━━ Information supplied ━━

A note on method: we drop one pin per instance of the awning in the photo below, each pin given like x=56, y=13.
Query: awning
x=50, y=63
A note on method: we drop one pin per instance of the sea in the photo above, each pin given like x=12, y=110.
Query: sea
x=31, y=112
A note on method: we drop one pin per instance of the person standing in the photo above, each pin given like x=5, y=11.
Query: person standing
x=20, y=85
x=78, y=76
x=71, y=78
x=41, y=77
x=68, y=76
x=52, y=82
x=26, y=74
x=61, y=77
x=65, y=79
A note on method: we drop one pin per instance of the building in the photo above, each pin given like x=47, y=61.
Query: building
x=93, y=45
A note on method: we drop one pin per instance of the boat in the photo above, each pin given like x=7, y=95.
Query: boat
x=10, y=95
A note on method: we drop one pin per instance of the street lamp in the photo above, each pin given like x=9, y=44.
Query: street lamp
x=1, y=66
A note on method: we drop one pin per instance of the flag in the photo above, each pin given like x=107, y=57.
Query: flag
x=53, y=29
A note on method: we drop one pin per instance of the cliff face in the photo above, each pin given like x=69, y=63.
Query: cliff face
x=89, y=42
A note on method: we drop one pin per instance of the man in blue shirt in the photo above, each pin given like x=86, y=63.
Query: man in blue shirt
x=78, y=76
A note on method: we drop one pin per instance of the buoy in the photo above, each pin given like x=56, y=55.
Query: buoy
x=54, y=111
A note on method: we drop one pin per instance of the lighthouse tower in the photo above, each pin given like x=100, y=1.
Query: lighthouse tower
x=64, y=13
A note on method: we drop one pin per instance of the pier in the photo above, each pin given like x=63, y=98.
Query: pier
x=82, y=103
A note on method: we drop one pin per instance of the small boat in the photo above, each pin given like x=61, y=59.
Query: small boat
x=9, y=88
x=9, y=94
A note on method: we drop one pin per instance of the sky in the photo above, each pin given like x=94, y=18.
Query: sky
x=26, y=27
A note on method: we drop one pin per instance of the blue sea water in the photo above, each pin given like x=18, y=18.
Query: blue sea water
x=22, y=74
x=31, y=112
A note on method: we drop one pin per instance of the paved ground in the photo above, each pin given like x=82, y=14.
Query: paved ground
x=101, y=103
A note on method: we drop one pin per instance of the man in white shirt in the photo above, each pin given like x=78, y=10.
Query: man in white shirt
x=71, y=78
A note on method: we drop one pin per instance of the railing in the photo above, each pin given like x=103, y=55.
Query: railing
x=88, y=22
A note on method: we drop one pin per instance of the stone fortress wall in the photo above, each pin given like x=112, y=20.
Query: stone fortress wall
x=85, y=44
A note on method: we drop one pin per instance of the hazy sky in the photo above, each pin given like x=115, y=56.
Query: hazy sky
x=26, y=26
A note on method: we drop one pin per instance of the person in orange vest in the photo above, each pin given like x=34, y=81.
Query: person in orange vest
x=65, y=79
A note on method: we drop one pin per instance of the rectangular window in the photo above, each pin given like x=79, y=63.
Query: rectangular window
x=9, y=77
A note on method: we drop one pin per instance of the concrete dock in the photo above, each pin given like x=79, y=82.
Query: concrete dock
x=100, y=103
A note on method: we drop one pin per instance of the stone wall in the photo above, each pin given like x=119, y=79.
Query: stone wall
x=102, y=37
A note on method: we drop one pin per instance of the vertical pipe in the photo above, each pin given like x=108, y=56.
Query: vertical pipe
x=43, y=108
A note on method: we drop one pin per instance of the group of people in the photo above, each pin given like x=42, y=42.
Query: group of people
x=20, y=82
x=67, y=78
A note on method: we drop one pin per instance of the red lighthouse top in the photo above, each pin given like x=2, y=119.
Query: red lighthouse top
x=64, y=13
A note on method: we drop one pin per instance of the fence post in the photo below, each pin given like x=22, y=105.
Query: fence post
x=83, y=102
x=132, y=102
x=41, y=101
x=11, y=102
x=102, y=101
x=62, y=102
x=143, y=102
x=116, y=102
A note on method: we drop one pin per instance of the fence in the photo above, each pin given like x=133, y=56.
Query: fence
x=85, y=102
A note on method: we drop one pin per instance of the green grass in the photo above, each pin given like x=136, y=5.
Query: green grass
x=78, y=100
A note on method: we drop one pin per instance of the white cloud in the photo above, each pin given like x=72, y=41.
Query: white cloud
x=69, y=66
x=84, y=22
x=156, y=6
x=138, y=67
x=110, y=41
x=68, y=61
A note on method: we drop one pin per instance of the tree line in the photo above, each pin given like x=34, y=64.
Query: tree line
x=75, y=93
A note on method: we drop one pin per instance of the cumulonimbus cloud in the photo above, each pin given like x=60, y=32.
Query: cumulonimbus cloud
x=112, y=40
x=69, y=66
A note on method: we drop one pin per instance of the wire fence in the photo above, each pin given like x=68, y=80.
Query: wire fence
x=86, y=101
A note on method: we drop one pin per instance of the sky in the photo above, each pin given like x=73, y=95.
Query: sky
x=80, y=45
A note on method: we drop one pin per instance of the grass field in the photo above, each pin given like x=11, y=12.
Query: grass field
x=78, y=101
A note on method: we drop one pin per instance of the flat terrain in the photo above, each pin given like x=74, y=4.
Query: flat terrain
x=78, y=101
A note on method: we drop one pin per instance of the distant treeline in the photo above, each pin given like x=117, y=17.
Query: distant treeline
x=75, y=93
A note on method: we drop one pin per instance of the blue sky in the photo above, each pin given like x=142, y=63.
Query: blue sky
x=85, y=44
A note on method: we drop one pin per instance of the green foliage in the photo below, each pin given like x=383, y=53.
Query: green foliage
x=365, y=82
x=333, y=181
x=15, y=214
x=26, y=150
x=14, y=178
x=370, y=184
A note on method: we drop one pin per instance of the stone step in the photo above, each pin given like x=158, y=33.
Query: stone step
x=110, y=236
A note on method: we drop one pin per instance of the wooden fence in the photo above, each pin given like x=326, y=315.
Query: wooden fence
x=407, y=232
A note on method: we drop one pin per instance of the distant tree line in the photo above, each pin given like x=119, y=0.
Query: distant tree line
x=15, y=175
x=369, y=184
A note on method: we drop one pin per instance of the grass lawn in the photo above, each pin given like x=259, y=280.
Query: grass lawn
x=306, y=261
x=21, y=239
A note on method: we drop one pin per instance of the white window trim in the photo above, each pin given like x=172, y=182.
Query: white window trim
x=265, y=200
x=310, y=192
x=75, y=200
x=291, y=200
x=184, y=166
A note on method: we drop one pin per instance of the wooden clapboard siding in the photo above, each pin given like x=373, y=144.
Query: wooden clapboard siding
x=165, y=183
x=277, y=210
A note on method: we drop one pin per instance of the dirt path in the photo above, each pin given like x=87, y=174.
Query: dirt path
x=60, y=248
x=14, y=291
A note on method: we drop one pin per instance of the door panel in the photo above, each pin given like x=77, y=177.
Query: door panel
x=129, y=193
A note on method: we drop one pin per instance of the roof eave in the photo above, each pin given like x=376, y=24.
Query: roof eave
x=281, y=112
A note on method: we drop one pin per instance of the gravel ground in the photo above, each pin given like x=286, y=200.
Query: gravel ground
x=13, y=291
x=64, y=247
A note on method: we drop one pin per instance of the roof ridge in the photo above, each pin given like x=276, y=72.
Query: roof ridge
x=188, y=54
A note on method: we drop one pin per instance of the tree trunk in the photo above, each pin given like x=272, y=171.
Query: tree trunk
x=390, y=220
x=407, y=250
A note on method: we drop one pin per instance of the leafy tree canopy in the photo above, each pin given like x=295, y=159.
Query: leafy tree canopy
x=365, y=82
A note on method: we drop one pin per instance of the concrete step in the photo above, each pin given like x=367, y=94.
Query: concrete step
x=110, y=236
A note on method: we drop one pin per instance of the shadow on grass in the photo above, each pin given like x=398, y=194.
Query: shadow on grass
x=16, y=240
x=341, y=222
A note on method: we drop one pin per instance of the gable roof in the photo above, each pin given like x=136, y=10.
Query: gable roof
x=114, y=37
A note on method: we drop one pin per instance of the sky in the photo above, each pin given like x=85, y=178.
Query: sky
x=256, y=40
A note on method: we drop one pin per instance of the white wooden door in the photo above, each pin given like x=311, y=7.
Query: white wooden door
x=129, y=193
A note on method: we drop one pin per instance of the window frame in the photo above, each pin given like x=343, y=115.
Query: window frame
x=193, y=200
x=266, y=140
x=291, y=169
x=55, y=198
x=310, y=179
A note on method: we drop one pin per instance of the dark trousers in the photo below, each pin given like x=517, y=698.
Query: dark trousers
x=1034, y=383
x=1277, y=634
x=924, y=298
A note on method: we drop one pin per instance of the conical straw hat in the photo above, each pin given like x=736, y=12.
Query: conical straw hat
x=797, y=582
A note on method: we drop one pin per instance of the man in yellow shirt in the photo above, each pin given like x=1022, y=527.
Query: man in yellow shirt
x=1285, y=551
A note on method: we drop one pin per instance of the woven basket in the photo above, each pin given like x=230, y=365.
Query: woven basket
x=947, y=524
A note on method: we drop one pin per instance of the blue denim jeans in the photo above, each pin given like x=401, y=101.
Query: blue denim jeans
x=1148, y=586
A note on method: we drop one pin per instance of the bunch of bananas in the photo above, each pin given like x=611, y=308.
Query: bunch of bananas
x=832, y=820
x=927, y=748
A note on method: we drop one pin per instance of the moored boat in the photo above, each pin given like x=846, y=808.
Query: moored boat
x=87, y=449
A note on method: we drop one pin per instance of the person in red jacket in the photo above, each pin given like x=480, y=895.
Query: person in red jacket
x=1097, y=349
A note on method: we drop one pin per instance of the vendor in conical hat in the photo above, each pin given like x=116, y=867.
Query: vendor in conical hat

━━━

* **Task to carry out**
Rewrite the data from the line with "like x=276, y=72." to the line with "x=341, y=222", both ends included, keeping every request line as it is. Multiply each answer coordinate by 1.1 and round it to a whole number, with halves rounding up.

* **The result**
A note on method: we drop one pin per instance of the roof ridge in the photo above, each pin given like x=276, y=72.
Query: roof ridge
x=207, y=59
A note on method: we drop one pin per instance of the tree trunk in the photo above, each pin given like x=272, y=171.
Query: tree trunk
x=429, y=242
x=448, y=275
A note on method: we drop one pin per instance of the leafy tree canopy in the photo above, each pin given like x=295, y=159.
Query: leafy tree canopy
x=402, y=90
A note on method: we drop one pin per instance of the concrete step in the photo above, each pin given like x=367, y=94.
Query: concrete step
x=121, y=260
A note on method: we drop one pin per instance of the shadow on grass in the photo above, each pin given like x=398, y=194.
Query: shadow on grass
x=18, y=264
x=375, y=244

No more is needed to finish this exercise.